# Saved entries
#####

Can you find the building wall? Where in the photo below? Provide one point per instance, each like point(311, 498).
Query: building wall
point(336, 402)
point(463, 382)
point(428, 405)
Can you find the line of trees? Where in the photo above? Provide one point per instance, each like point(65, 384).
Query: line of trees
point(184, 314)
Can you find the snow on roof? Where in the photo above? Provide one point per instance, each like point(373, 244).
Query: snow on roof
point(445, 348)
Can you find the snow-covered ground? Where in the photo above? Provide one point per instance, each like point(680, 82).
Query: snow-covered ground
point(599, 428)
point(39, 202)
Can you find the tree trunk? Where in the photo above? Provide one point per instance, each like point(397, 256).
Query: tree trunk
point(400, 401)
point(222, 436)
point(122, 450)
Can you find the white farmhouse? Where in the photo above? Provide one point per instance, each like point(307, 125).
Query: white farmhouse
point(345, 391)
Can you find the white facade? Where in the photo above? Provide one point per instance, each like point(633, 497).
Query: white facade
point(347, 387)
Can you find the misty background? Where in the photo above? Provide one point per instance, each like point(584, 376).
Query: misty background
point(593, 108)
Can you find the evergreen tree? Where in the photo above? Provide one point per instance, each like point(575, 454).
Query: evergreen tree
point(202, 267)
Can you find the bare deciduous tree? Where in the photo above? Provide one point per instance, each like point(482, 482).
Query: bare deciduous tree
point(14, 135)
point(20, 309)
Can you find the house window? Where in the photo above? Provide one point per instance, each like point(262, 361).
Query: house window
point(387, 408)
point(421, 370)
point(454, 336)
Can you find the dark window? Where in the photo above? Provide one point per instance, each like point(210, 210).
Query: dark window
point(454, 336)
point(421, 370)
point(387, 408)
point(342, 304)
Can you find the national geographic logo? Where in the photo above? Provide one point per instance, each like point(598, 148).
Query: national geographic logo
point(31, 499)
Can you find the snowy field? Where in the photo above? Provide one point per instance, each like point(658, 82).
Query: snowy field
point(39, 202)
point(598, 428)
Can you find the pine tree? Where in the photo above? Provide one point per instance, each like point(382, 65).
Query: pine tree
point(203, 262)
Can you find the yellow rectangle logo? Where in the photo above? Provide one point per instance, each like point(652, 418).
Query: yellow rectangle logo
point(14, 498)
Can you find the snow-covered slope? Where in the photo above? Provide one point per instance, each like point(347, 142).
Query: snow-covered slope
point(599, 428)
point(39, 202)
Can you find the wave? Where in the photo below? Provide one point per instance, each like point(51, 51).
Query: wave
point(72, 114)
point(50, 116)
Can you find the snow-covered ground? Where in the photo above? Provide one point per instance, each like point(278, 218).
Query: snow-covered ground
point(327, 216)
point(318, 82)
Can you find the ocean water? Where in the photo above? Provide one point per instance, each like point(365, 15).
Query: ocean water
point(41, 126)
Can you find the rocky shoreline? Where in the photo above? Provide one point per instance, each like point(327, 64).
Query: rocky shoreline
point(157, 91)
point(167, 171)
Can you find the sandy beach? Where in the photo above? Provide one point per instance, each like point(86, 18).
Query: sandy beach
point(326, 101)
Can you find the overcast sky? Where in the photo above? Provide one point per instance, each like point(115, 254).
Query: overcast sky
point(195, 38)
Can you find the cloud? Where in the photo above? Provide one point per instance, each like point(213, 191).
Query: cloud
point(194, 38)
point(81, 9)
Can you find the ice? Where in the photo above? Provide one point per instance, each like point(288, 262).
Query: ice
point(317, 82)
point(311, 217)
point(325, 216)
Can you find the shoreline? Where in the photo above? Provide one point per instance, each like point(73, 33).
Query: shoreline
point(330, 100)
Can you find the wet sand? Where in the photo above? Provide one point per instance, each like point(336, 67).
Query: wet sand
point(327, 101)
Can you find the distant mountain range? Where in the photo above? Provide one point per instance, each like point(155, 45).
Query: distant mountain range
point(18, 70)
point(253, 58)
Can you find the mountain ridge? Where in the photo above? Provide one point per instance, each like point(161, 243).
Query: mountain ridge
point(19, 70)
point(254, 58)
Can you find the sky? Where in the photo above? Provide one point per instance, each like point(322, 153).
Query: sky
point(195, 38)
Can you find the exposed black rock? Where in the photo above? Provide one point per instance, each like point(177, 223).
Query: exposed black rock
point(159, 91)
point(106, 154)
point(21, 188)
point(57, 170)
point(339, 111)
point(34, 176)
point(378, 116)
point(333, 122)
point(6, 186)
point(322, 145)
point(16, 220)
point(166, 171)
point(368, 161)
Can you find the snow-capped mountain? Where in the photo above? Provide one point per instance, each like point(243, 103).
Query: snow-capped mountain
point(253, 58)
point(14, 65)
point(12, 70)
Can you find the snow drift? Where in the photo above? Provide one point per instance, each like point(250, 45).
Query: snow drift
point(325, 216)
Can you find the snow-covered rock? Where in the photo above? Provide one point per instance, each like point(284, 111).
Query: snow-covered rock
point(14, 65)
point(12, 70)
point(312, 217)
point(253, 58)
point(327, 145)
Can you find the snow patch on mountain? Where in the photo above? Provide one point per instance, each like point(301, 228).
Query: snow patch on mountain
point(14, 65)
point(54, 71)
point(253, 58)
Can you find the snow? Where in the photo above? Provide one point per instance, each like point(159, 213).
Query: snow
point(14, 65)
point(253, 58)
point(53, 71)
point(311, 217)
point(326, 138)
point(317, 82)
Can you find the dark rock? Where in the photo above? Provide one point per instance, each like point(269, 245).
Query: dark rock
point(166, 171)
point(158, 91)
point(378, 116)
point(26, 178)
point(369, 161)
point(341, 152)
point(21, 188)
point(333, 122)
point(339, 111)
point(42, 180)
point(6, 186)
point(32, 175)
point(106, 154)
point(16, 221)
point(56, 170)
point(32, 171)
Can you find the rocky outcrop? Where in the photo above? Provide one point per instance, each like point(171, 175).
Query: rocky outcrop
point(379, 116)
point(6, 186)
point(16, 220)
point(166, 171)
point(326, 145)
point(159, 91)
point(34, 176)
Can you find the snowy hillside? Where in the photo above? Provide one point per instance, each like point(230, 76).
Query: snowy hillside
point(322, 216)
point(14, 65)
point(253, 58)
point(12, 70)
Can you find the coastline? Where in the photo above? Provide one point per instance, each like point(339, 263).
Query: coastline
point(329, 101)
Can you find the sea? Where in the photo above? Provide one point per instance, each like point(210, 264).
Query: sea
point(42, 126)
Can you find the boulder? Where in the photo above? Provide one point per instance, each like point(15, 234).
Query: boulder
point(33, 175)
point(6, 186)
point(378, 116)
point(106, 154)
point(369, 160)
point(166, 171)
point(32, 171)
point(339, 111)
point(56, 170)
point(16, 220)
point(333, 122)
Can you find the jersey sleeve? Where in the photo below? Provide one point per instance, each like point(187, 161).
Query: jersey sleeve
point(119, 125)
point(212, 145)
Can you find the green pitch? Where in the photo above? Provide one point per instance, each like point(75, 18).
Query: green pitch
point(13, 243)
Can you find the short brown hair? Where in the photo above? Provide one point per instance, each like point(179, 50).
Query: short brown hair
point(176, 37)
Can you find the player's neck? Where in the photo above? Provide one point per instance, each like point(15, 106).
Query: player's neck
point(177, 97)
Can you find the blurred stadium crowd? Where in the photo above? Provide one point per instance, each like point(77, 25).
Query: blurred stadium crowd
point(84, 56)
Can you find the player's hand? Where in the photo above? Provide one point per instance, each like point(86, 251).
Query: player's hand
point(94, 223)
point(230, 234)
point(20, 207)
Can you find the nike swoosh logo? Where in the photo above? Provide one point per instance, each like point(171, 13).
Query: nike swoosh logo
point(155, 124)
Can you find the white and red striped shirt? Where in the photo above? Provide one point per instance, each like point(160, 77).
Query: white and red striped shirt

#####

# Requirement
Examine the records and pull out every line where the string "shirt" occurs.

# Worked solution
Can you find the white and red striped shirt? Where in the photo above? Provide one point per instance, each like point(160, 77).
Query: white and red striped shirt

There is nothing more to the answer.